[START]
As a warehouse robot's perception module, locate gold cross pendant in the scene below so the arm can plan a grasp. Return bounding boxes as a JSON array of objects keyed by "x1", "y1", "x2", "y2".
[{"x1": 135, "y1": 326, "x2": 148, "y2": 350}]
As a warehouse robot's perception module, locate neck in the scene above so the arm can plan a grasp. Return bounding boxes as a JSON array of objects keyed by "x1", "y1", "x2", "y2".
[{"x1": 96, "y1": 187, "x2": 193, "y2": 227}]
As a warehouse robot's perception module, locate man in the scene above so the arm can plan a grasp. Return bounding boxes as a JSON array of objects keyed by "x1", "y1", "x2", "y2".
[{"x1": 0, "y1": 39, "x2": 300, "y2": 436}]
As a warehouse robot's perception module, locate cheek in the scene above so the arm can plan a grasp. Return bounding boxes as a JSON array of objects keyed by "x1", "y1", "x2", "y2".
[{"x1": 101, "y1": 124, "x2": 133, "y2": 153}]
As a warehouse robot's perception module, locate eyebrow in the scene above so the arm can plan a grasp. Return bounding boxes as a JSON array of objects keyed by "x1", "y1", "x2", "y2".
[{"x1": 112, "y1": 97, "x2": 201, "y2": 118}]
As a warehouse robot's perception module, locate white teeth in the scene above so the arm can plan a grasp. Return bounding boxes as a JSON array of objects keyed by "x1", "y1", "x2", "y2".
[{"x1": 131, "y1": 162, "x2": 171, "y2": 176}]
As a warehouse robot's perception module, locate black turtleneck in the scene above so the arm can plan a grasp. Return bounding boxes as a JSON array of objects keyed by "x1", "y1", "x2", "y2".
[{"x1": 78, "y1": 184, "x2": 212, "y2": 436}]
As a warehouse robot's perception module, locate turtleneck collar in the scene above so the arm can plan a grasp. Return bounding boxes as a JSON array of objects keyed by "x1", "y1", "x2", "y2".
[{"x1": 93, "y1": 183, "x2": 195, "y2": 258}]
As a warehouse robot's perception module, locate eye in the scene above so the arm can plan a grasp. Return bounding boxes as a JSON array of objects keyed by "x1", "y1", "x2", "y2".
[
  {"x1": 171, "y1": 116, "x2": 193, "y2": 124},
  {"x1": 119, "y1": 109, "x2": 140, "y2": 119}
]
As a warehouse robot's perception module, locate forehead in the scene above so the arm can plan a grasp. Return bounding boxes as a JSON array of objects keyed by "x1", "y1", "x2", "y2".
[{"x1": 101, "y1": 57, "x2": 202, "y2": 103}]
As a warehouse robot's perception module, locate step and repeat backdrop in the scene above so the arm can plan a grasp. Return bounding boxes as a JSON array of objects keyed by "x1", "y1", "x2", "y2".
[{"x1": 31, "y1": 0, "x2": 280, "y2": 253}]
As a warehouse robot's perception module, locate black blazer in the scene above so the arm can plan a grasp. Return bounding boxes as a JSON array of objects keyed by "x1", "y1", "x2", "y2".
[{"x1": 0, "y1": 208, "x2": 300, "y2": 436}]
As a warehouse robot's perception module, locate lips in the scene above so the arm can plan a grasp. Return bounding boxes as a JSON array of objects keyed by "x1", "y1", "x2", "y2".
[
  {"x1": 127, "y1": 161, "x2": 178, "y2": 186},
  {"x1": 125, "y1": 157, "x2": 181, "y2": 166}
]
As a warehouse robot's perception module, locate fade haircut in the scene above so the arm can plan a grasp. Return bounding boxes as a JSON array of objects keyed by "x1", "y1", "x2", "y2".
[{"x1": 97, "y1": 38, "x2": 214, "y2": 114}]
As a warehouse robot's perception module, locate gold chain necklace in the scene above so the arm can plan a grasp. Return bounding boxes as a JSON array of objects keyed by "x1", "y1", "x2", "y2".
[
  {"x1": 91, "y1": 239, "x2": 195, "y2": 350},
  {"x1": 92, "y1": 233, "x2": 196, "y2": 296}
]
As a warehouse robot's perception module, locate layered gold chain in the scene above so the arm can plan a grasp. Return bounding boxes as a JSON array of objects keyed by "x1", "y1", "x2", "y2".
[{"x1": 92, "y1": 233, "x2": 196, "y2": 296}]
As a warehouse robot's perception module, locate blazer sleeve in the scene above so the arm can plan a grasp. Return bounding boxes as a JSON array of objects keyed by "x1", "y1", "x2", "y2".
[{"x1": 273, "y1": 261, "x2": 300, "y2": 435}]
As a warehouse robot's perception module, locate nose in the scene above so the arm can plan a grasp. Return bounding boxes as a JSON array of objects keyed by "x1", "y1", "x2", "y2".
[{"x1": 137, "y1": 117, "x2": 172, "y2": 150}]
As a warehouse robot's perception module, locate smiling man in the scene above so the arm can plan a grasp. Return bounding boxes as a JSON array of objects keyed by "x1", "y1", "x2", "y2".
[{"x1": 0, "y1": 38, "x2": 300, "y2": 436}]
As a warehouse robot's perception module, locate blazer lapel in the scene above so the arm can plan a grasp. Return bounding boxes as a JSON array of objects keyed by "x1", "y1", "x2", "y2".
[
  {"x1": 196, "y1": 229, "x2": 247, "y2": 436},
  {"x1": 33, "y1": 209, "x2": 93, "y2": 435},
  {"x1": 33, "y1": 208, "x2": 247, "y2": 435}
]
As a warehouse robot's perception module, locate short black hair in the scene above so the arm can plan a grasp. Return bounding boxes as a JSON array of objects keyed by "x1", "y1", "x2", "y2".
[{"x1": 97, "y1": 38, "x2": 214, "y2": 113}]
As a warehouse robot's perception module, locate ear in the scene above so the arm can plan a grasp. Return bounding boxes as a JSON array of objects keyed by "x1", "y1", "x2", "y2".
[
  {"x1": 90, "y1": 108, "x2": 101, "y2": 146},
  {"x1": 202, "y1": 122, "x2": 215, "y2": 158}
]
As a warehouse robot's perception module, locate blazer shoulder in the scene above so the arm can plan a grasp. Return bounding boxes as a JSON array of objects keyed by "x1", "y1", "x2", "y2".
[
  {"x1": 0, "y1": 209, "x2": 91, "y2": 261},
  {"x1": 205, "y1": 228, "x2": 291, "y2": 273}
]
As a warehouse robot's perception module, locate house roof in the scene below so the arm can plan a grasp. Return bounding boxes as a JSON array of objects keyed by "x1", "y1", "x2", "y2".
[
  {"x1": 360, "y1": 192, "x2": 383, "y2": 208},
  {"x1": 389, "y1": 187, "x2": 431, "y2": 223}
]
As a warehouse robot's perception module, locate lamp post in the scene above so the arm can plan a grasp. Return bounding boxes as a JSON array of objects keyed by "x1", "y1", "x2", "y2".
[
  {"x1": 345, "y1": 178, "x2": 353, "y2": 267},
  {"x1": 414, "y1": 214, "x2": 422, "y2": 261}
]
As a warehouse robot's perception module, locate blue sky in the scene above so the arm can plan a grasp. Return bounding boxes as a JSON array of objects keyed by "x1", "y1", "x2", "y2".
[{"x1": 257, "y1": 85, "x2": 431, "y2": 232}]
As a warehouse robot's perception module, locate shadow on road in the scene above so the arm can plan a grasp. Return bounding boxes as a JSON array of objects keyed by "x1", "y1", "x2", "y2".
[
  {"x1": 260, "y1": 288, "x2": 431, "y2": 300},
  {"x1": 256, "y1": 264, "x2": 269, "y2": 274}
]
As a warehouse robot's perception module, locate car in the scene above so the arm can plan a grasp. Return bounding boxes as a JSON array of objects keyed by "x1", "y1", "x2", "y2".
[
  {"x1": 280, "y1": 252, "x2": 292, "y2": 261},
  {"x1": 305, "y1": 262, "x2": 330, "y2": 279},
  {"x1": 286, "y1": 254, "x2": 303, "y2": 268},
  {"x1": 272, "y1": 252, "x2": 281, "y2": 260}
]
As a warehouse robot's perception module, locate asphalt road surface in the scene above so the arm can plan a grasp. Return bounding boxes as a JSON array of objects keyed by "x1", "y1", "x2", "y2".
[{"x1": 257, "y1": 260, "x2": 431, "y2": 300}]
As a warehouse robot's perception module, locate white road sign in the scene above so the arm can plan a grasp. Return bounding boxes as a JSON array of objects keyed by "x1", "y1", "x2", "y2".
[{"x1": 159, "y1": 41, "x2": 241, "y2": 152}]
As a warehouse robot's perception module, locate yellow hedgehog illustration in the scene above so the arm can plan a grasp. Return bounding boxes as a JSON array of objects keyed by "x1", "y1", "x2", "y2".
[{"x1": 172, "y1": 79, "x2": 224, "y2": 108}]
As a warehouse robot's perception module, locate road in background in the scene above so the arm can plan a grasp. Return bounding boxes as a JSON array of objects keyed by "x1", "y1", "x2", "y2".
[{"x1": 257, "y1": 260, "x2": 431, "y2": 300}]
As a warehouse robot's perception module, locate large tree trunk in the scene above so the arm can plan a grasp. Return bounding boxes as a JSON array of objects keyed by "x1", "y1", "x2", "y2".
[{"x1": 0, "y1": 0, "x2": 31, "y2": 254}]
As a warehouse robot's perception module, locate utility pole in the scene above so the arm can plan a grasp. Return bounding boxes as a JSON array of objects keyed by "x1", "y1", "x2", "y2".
[END]
▶ **What you are asked to do**: Find every line in the listing above that contains the word "white" and copy each one in full, treating uppercase and lowercase as distinct.

▶ **Full output**:
As a warehouse robot's perception module, locate white teeth in the scene above so the arm can plan a grasp. Return bounding boxes as a JSON array of objects keyed by "x1", "y1", "x2", "y2".
As a warehouse robot's perception module, locate white road sign in the scene above so the arm can plan a grasp. Return bounding boxes as a JSON array of objects keyed by "x1", "y1", "x2", "y2".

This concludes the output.